== TRY IT ==
Find the number of lines below in which the word "window" appears, and write that number only.

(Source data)
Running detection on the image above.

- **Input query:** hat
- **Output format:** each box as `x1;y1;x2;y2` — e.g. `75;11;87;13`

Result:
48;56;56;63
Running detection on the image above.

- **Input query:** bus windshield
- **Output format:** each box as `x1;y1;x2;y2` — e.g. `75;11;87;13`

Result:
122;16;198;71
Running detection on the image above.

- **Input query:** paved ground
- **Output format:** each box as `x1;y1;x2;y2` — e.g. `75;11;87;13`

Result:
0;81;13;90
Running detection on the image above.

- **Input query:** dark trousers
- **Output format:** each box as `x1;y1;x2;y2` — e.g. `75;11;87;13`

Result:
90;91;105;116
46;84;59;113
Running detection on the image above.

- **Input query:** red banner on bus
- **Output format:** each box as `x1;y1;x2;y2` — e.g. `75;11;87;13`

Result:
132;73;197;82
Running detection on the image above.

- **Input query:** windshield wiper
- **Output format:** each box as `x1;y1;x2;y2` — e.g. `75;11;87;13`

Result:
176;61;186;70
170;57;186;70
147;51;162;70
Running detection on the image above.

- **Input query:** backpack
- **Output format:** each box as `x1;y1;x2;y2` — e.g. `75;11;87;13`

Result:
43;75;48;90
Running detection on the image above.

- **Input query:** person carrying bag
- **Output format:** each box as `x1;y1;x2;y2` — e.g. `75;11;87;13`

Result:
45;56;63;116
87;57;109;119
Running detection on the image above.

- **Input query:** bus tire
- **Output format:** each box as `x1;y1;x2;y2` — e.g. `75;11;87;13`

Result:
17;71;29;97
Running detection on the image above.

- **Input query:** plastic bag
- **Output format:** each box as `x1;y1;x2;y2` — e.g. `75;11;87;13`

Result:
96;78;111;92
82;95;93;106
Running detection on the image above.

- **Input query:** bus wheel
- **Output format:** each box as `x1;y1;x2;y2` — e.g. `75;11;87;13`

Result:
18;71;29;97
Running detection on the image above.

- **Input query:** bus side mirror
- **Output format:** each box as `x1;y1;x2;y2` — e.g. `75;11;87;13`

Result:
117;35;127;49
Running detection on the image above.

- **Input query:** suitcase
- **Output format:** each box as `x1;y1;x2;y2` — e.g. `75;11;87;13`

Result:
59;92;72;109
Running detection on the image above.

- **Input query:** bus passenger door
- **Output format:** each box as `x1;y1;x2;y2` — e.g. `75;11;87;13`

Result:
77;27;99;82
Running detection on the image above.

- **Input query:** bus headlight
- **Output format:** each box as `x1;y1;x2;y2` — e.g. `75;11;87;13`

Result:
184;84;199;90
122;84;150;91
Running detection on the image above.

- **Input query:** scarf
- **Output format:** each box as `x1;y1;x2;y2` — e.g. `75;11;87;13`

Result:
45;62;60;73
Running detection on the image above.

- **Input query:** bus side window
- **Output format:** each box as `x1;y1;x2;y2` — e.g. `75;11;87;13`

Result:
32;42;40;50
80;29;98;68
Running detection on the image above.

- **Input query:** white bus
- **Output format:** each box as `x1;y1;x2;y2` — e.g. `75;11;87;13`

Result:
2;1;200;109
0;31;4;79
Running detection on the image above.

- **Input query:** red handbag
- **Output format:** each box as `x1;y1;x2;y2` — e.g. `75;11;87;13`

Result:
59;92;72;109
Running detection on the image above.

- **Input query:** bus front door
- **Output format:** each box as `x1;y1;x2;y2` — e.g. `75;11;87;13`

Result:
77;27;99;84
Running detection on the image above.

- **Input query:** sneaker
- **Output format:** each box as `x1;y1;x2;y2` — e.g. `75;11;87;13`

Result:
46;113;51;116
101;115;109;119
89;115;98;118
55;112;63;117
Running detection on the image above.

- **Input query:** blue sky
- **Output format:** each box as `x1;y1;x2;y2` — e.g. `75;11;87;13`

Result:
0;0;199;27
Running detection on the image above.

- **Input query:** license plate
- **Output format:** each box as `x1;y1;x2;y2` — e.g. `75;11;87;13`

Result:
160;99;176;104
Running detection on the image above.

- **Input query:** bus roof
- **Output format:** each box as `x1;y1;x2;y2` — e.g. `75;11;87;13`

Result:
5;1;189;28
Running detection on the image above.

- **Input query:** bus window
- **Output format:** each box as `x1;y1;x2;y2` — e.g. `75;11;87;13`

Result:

== TASK RESULT ==
2